Available records:
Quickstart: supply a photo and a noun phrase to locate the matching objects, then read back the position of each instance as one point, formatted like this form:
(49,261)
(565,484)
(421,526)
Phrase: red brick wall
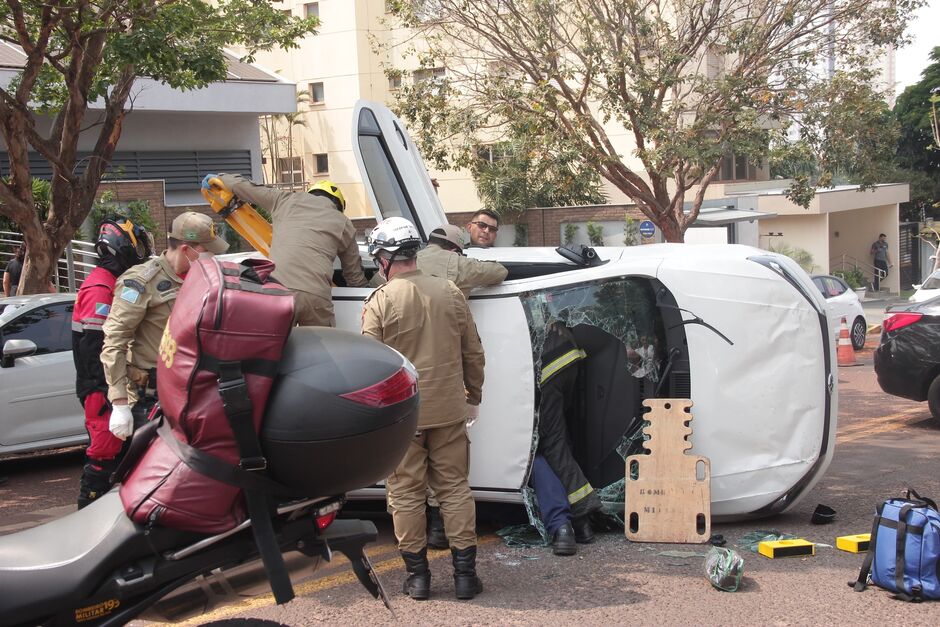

Task goal:
Lay out the material above as a Markdown table with two columns, Row and Line, giving each nonblank line its own numbered row. Leave the pictures out of the table.

Solution to the exercise:
| Row | Line |
|---|---|
| 1 | Quickstart: supply a photo and a noun phrase to locate the matching objects, then read back the position of each instance as one point, formatted like this form: |
| 2 | (49,261) |
| 3 | (565,484) |
| 4 | (421,526) |
| 5 | Phrase: red brick wall |